Entries drawn from a pointing dataset
* * *

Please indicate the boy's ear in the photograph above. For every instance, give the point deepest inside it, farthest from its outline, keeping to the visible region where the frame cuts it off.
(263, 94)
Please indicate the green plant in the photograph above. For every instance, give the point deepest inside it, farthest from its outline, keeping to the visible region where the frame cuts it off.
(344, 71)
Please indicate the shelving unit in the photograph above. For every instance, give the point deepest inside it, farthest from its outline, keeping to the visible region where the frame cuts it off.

* * *

Exercise instructions —
Reproduce all of the data above verbatim, line for line, with no alterations.

Response to the exercise —
Please indicate the boy's ear in the photograph above. For every instance, give the point deepest inside it, farthest from its outline, keeping to the visible region where the frame cuts it off.
(263, 94)
Please indicate the green plant in the photograph above. For every instance, give the point deepest inside it, farthest from its outline, keeping to the visible region where the frame cuts it off.
(344, 71)
Please indicate the shelving unit in the photograph above. For every instance, give the point deepest inside it, farthest from its outline, keeping to the visible region where the frame cuts it off.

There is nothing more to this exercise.